Problems to work on:
[A] In the text on ZMod and the Teichmüller map, what does PadicInt.torsionfreeUnitsExponent p equal when p = 2?
[B] Translate this sentence from the text on ZMod and the Teichmüller map into Spanish: "More explicitly, n = 2 if p = 2, and n = 1 otherwise."
[C] From the text on ZMod and the Teichmüller map, rewrite the part that opens with the words containing "def PadicInt.torsionfreeUnitsExponent (p" and closes with "n = 1 otherwise.", swapping "subgroup" for "subset".

Some silly results for ZMod

theorem ZMod.units_eq_one_of_eq_two {q : ℕ} (hq : q = 2) (x : (ZMod q)ˣ) : x = 1

theorem ZMod.units_eq_one_or_neg_one_of_eq_three {q : ℕ} (hq : q = 3) (x : (ZMod q)ˣ) : x = 1 ∨ x = -1

theorem ZMod.units_eq_one_or_neg_one_of_eq_four {q : ℕ} (hq : q = 4) (x : (ZMod q)ˣ) : x = 1 ∨ x = -1

theorem ZMod.units_eq_one_or_neg_one_of_eq_six {q : ℕ} (hq : q = 6) (x : (ZMod q)ˣ) : x = 1 ∨ x = -1

theorem ZMod.eq_one_of_eq_two_of_isUnit {q : ℕ} (hq : q = 2) (x : ZMod q) (hx : IsUnit x) : x = 1

theorem ZMod.eq_one_or_neg_one_of_eq_three_of_isUnit {q : ℕ} (hq : q = 3) (x : ZMod q) (hx : IsUnit x) : x = 1 ∨ x = -1

theorem ZMod.eq_one_or_neg_one_of_eq_four_of_isUnit {q : ℕ} (hq : q = 4) (x : ZMod q) (hx : IsUnit x) : x = 1 ∨ x = -1

theorem ZMod.eq_one_or_neg_one_of_eq_six_of_isUnit {q : ℕ} (hq : q = 6) (x : ZMod q) (hx : IsUnit x) : x = 1 ∨ x = -1

Teichmüller map

def PadicInt.torsionfreeUnitsExponent (p : ℕ) : ℕ

The smallest integer n such that the subgroup 1 + pⁿℤₚ of ℤₚˣ is torsion-free. More explicitly, n = 2 if p = 2, and n = 1 otherwise.

Equations

• PadicInt.torsionfreeUnitsExponent p = if p = 2 then 2 else 1

theorem PadicInt.torsionfreeUnitsExponent_ne_zero (p : ℕ) : torsionfreeUnitsExponent p ≠ 0

theorem PadicInt.two_lt_p_pow_torsionfreeUnitsExponent (p : ℕ) [Fact (Nat.Prime p)] : 2 < p ^ torsionfreeUnitsExponent p

theorem PadicInt.even_totient_p_pow_torsionfreeUnitsExponent (p : ℕ) [Fact (Nat.Prime p)] : Even (p ^ torsionfreeUnitsExponent p).totient

theorem PadicInt.two_le_totient_p_pow_torsionfreeUnitsExponent (p : ℕ) [Fact (Nat.Prime p)] : 2 ≤ (p ^ torsionfreeUnitsExponent p).totient

theorem PadicInt.existsUnique_pow_eq_one_and_unitsMap_toZModPow_one_eq (p : ℕ) [Fact (Nat.Prime p)] (x : (ZMod (p ^ 1))ˣ) : ∃! y : ℤ_[p]ˣ, y ^ (p - 1) = 1 ∧ (Units.map ↑(toZModPow 1)) y = x

theorem PadicInt.existsUnique_pow_eq_one_and_unitsMap_toZModPow_torsionfreeUnitsExponent_eq (p : ℕ) [Fact (Nat.Prime p)] (x : (ZMod (p ^ torsionfreeUnitsExponent p))ˣ) : ∃! y : ℤ_[p]ˣ, y ^ (p ^ torsionfreeUnitsExponent p).totient = 1 ∧ (Units.map ↑(toZModPow (torsionfreeUnitsExponent p))) y = x

noncomputable def PadicInt.teichmuller (p : ℕ) [Fact (Nat.Prime p)] : (ZMod (p ^ torsionfreeUnitsExponent p))ˣ →* ℤ_[p]ˣ

The Teichmüller map (ℤ/pⁿℤ)ˣ →* ℤₚˣ where n = 2 if p = 2, and n = 1 otherwise, which maps a to the unique ϕ(pⁿ)-th roots of unity (later we will show that in fact it is the unique roots of unity) in ℤₚ such that it is congruent to a modulo pⁿ.

Data excerpt:
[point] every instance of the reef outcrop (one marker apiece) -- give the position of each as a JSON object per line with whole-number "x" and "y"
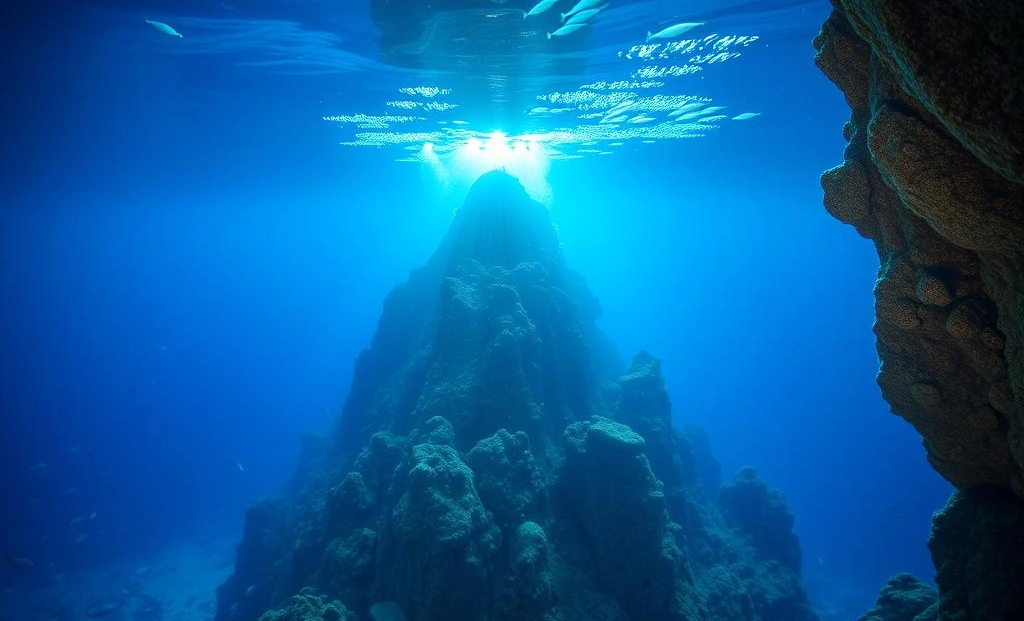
{"x": 934, "y": 175}
{"x": 494, "y": 462}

Solutions to the tasks:
[A] 2

[B] Más explícitamente, n = 2 si p = 2, y n = 1 en caso contrario.

[C]
def PadicInt.torsionfreeUnitsExponent (p : ℕ) : ℕ

The smallest integer n such that the subset 1 + pⁿℤₚ of ℤₚˣ is torsion-free. More explicitly, n = 2 if p = 2, and n = 1 otherwise.